Locate every line in the data below that contains the word "metal", and copy each of those lines.

[Dataset excerpts]

-=-=-=-=-

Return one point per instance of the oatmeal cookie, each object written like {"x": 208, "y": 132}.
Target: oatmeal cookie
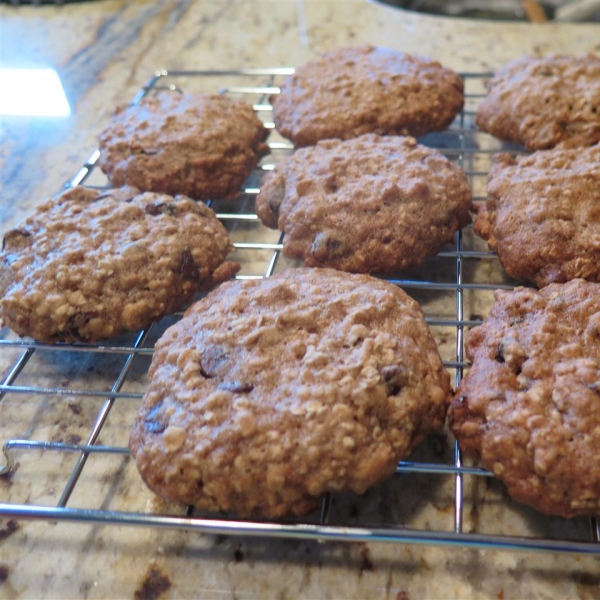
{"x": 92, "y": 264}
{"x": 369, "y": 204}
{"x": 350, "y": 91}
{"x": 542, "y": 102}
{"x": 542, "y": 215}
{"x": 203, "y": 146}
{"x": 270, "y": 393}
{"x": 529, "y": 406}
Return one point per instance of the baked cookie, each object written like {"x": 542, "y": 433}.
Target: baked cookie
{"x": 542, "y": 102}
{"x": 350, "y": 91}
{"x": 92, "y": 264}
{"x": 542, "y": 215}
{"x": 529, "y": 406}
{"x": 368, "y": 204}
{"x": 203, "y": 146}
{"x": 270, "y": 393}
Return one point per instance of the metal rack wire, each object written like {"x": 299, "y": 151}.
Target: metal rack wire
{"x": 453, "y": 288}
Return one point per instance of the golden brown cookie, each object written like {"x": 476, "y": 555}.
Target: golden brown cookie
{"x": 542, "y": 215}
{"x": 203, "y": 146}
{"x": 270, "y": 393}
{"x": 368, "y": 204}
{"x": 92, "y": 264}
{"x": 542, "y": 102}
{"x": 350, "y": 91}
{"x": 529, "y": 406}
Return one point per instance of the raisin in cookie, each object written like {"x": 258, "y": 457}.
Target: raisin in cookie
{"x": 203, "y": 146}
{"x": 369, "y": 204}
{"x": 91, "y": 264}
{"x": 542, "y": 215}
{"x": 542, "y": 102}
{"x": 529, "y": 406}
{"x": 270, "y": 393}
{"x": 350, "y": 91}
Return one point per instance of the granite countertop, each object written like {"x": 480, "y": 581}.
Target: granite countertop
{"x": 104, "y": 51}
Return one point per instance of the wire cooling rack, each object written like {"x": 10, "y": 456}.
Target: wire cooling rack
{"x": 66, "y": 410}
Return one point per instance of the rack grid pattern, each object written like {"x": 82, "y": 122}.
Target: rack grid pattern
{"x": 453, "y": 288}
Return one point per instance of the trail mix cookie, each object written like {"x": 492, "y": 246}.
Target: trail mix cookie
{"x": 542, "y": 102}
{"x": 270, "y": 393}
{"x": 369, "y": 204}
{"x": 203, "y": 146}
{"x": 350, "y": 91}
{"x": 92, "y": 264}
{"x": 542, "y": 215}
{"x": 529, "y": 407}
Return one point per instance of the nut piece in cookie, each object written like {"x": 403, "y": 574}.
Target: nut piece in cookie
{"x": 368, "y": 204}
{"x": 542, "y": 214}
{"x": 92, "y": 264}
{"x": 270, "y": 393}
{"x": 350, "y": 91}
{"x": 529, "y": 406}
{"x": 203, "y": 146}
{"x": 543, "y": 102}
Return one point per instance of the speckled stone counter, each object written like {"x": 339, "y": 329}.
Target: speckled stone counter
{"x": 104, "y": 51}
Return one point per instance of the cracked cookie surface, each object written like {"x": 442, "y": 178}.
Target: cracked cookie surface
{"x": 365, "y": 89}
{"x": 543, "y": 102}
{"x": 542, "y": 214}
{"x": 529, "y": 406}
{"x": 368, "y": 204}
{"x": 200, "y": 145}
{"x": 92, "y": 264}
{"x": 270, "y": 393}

-=-=-=-=-

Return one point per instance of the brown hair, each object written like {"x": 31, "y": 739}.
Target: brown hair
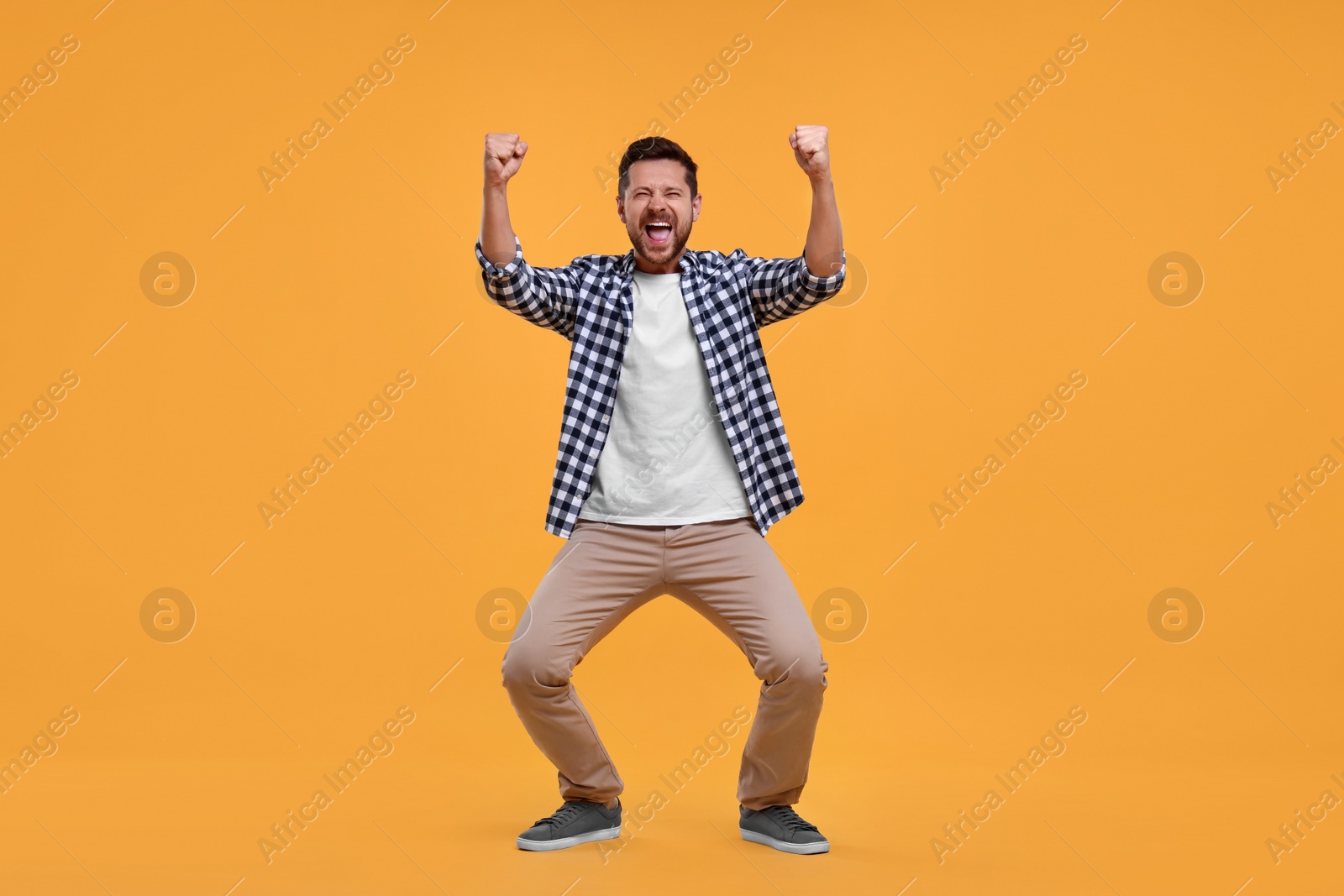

-=-=-=-=-

[Correct answer]
Return one point per instance of the metal rack wire, each object written like {"x": 299, "y": 151}.
Target: metal rack wire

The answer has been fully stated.